** START Dataset **

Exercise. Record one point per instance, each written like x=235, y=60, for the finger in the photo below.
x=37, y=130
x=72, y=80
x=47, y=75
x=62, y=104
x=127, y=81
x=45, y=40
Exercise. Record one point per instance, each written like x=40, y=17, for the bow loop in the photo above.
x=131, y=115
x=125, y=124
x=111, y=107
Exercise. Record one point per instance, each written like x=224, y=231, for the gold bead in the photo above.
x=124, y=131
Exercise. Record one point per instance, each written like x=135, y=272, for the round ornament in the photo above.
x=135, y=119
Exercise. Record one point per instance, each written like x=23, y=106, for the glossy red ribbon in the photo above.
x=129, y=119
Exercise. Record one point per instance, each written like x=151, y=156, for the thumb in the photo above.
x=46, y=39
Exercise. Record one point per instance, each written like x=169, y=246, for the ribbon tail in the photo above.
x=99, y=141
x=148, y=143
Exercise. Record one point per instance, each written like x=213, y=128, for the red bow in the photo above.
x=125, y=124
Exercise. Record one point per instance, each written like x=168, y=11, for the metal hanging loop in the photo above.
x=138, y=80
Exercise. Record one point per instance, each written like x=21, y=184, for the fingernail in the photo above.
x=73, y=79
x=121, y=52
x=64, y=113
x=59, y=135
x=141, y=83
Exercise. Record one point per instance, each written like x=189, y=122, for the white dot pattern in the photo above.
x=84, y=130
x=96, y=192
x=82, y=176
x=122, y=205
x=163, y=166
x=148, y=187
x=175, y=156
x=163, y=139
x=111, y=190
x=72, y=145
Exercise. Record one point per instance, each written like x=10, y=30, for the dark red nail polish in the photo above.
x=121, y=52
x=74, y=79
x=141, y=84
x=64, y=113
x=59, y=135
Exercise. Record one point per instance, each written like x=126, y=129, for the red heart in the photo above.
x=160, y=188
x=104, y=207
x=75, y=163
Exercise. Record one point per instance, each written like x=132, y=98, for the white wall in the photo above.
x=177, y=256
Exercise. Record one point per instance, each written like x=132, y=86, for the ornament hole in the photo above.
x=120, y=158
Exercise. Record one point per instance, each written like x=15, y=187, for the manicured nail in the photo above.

** END Dataset **

> **Problem description**
Print all of the material above again, line for line, without changing a single character.

> **Task response**
Exercise. Record one point per instance, each written like x=235, y=60, for the finger in the photo below.
x=37, y=130
x=72, y=80
x=47, y=75
x=62, y=104
x=127, y=81
x=45, y=40
Exercise. Record one point per instance, each written like x=40, y=17, for the bow loop in the photo above.
x=131, y=115
x=125, y=124
x=111, y=107
Exercise. Record one point per instance, each written like x=224, y=231, for the gold bead in the photo above.
x=124, y=131
Exercise. Record one point per instance, each written like x=135, y=272, for the round ornament in the photo above.
x=135, y=119
Exercise. Record one point per instance, each written like x=23, y=106, for the glossy red ribbon in the photo above.
x=129, y=119
Exercise. Record one point per instance, each written like x=151, y=156, for the thumb in the photo above.
x=46, y=39
Exercise. Record one point per instance, each written like x=169, y=246, for the ribbon tail in the photo above.
x=99, y=141
x=148, y=143
Exercise. Record one point per instance, each written like x=213, y=128, for the red bow in the photo above.
x=125, y=124
Exercise. Record one point per instance, each written like x=168, y=11, for the metal hanging loop in the photo above.
x=138, y=80
Exercise. Record one point per instance, each written like x=21, y=184, for the fingernail in the photo above.
x=73, y=79
x=121, y=52
x=64, y=113
x=59, y=135
x=141, y=83
Exercise. Record one point per instance, each written like x=189, y=122, for the white dot pattern in the photo above.
x=84, y=130
x=96, y=192
x=82, y=176
x=122, y=205
x=163, y=166
x=148, y=187
x=175, y=156
x=163, y=139
x=111, y=190
x=72, y=145
Exercise. Record one point per instance, each written like x=10, y=30, for the dark red nail polish in the photo above.
x=121, y=52
x=74, y=79
x=141, y=84
x=64, y=113
x=59, y=135
Exercise. Record one point per instance, each written like x=126, y=129, for the red heart in the photo above.
x=160, y=188
x=104, y=207
x=75, y=163
Exercise. Record one point per instance, each written like x=132, y=98, for the white wall in the photo above.
x=177, y=256
Exercise. Record one point per instance, each written like x=132, y=86, for the ornament hole in the photo above.
x=120, y=158
Exercise. Record one point per instance, each written like x=15, y=187, for the manicured nail in the photo above.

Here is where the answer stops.